**STATED EXERCISE:**
Every line in the listing is to be echoed verbatim.

— BEGIN DATA FOR THE TASK —

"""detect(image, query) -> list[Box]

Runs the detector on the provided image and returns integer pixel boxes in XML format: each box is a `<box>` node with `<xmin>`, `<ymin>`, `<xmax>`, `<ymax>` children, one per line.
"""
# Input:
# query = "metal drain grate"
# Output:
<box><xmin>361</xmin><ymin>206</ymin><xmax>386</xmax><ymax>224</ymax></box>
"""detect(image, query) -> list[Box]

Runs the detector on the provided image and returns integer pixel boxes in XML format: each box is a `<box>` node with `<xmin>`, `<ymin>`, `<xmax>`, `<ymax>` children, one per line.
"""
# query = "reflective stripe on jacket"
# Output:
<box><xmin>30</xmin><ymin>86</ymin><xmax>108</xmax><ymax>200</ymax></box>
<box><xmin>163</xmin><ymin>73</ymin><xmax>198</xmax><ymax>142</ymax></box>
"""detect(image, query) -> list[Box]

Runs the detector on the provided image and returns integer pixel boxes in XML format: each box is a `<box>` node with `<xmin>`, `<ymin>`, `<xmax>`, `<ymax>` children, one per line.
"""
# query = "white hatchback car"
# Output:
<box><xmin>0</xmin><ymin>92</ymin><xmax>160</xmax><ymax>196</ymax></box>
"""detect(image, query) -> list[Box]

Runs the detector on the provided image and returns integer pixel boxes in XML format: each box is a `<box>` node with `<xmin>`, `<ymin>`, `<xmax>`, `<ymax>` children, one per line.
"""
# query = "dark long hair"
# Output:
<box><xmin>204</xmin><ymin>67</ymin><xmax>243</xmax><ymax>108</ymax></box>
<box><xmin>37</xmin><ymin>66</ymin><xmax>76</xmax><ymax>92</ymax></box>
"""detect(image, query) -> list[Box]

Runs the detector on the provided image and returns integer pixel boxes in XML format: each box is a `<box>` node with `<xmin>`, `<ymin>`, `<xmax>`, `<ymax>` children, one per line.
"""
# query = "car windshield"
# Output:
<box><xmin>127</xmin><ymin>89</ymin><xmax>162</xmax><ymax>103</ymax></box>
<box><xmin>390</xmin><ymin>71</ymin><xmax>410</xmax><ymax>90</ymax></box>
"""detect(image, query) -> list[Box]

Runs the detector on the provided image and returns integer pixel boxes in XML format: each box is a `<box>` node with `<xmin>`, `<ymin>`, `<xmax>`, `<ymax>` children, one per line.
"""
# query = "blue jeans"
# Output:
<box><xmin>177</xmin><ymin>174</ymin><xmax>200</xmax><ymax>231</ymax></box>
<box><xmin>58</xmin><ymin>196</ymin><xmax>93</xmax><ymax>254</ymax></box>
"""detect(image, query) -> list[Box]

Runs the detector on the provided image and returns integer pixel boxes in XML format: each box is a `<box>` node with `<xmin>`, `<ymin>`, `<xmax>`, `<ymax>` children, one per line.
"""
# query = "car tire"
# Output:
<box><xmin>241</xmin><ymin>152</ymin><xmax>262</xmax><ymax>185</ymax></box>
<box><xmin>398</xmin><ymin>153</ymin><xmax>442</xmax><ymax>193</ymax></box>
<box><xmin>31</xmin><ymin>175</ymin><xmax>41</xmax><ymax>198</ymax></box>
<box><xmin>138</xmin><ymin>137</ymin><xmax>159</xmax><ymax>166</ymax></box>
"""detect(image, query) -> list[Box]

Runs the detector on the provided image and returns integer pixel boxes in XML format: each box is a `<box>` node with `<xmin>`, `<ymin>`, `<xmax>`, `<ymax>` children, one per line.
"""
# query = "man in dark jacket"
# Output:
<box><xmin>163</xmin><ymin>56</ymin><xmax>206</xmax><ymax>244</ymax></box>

— END DATA FOR THE TASK —

**WORKED ANSWER:**
"""detect(image, query) -> list[Box]

Runs the detector on the provided image and returns integer pixel boxes in XML format: each box is a `<box>` node with `<xmin>`, `<ymin>`, `<xmax>`, `<ymax>` children, one per line.
"""
# Input:
# query = "metal drain grate"
# Output:
<box><xmin>361</xmin><ymin>206</ymin><xmax>386</xmax><ymax>224</ymax></box>
"""detect(image, query) -> list[Box]

Runs the detector on the provided image and returns integer pixel boxes in XML format: each box is a `<box>` node with `<xmin>`, `<ymin>`, `<xmax>`, `<ymax>` children, one per line.
"""
# query = "reflective stripe on jacket"
# Output:
<box><xmin>30</xmin><ymin>86</ymin><xmax>108</xmax><ymax>200</ymax></box>
<box><xmin>163</xmin><ymin>73</ymin><xmax>198</xmax><ymax>142</ymax></box>
"""detect(image, query) -> list[Box]

Runs the detector on the provided image and returns integer pixel boxes in XML format: each box is a `<box>` node with `<xmin>`, `<ymin>`, `<xmax>`, `<ymax>` children, one per line.
"""
# query = "white hatchback car"
# Output:
<box><xmin>0</xmin><ymin>92</ymin><xmax>160</xmax><ymax>196</ymax></box>
"""detect(image, query) -> list[Box]

Runs the detector on the provided image and returns integer pixel boxes in XML format: each box is a `<box>` node with `<xmin>`, `<ymin>`, `<xmax>`, `<ymax>` children, one per line.
"""
# query = "dark long hair"
# Output:
<box><xmin>204</xmin><ymin>67</ymin><xmax>243</xmax><ymax>108</ymax></box>
<box><xmin>37</xmin><ymin>66</ymin><xmax>76</xmax><ymax>92</ymax></box>
"""detect(image, query) -> list[Box]

Runs the detector on the provided image and returns integer pixel boxes in XML format: each box is a `<box>` node with `<xmin>`, `<ymin>`, `<xmax>`, `<ymax>` children, one per line.
"""
# query = "car windshield"
# Output:
<box><xmin>127</xmin><ymin>89</ymin><xmax>162</xmax><ymax>103</ymax></box>
<box><xmin>390</xmin><ymin>71</ymin><xmax>410</xmax><ymax>90</ymax></box>
"""detect(image, query) -> list[Box]

Runs the detector on the provided image and returns integer pixel boxes in XML format: each box is a `<box>` node with `<xmin>`, `<ymin>`, `<xmax>`, `<ymax>` children, one per line.
"""
# query = "blue jeans"
# Output:
<box><xmin>177</xmin><ymin>174</ymin><xmax>200</xmax><ymax>231</ymax></box>
<box><xmin>58</xmin><ymin>196</ymin><xmax>93</xmax><ymax>254</ymax></box>
"""detect(image, query) -> list[Box]

Runs the detector on the provided image and returns integer pixel boxes in XML format: each box is a `<box>` node with `<xmin>`, `<ymin>`, `<xmax>`, `<ymax>` children, one per line.
"""
# query = "car tire"
# Output:
<box><xmin>241</xmin><ymin>152</ymin><xmax>262</xmax><ymax>185</ymax></box>
<box><xmin>398</xmin><ymin>153</ymin><xmax>442</xmax><ymax>193</ymax></box>
<box><xmin>31</xmin><ymin>175</ymin><xmax>41</xmax><ymax>198</ymax></box>
<box><xmin>138</xmin><ymin>137</ymin><xmax>159</xmax><ymax>166</ymax></box>
"""detect(image, query) -> list[Box]

Runs the detector on the provided image and returns integer pixel boxes in XML format: each box is a `<box>` node with `<xmin>`, `<ymin>`, `<xmax>`, `<ymax>` children, one per line.
"""
# query = "man in dark jacket"
# Output:
<box><xmin>163</xmin><ymin>56</ymin><xmax>206</xmax><ymax>244</ymax></box>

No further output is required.